▶ PROVIDED PASSAGE:

---------------

"Now the whole earth had one language and few words" when the line of cursed Canaan began to build the infamous tower, when the Lord thwarted their arrogance by acting to "confuse their language, that they may not understand one another's speech." (Gen 7) It is terrifying, these words, terrifying to think what power lies in language. In pure language, tainted by sin but as yet unbroken, there are "few words." One word holds a vast amount of reality, which is not yet dissected by syllogisms hypotheses logarithms &c. This makes sense, since God, who is perfect, has only One Word by which all things were created, and from which all things take their identity. The multiplicity of creation serves, each bit, to illuminate another aspect of the fullness of Reality, which is God.
Now, thousands of years after Babel, the perversion and reduction of language to babble if not drivel--in accursed "texting", and when language is bent and twisted to serve hideously warped philosophies, two facts are driven home to me:
The centuries-old wisdom of a Latin Liturgy, immune to the perversions and corruptions of time, common usage, colloquialism, ignorance. Yes, Latin is immune to ignorance, for those who do not want to bother with learning, which not all need do!, cannot cheapen the meaning of a Latin word through everyday usage or incomplete comprehension, as happens to the common vocabulary. How right and wise and foreseeing were these ages of the Church, and what a calamity has overtaken the modern Liturgy, which inevitably, inevitably I tell you, sinks to the lowest common denominator!*
Secondly, though, and not completely separately, is the occult dimension which seeks power over the material world by attempting to rediscover words of power--real, actual utterances of the mouth by and through which they can control physical and even human realities. Lewis knew of this aspect of language (and Tolkien, although he focuses on it to a much lesser extent)--they were, after all, first philologists and linguists, the both of them, and only secondarily writers. It runs through his stories, even Narnia:
"The Queen let go of [Digory's] hand and raised her arm. She drew herself up to her full height and stood rigid. Then she said something which they couldn't understand (but it sounded horrid) . . . and those high and heavy doors trembled for a second as if they were made of silk and crumbled away until their was nothing left of them."

---------------

▶ GIVEN DATA:
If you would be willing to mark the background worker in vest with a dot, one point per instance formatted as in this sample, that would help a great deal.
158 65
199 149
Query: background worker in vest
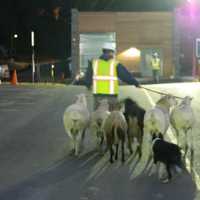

---------------

▶ REQUESTS:
A - Answer the following from the essay on language and Babel:
(i) How many words does the essay say pure language has?
(ii) To what does the essay say Latin is immune?
(iii) What does the essay say Lewis and Tolkien were first, before being writers?
B - Carry the essay on language and Babel forward from the point at which it stops, keeping its voice and argument.

▶ RESPONSES FOR EACH TASK:
A -
(i) It has "few words."
(ii) Latin is immune to the perversions and corruptions of time, common usage, colloquialism and ignorance.
(iii) They were first philologists and linguists.

B -
and the "Deplorable Word", that "secret of secrets", by which Jadis (the White Witch) had destroyed her world. (The Magician's Nephew)
It makes the kernel of That Hideous Strength, where Lewis recreates the story of Babel in the modern scientific and academic worlds, where Merlin has returned to help overthrow the new evil and wants to "wake [nature]. I will set a sword in every blade of grass" and Ransom rebukes him:
"I forbid you to speak of it . . . whatever of spirit may still linger in the earth has withdrawn since your time. You shall not speak a word to it. You shall not lift your little finger to call it up. I command you. It is in this age utterly unlawful."
Oh man! I won't draw this out any longer. But ponder, in your own mindframe and your own time, what insights are here in these brief sentences. Power over creation; the idea that body and spirit are drifting further apart with each passing year day hour; things that were possible or permissible ages ago simply may not be so any longer, yet people seek it because perhaps of pride and desire for more power than humans should have (cf Revenge of the Sith and Anakin's fall), or maybe because they desire mystery, that sense of more-than-self that does not exist in the mind that does not know God.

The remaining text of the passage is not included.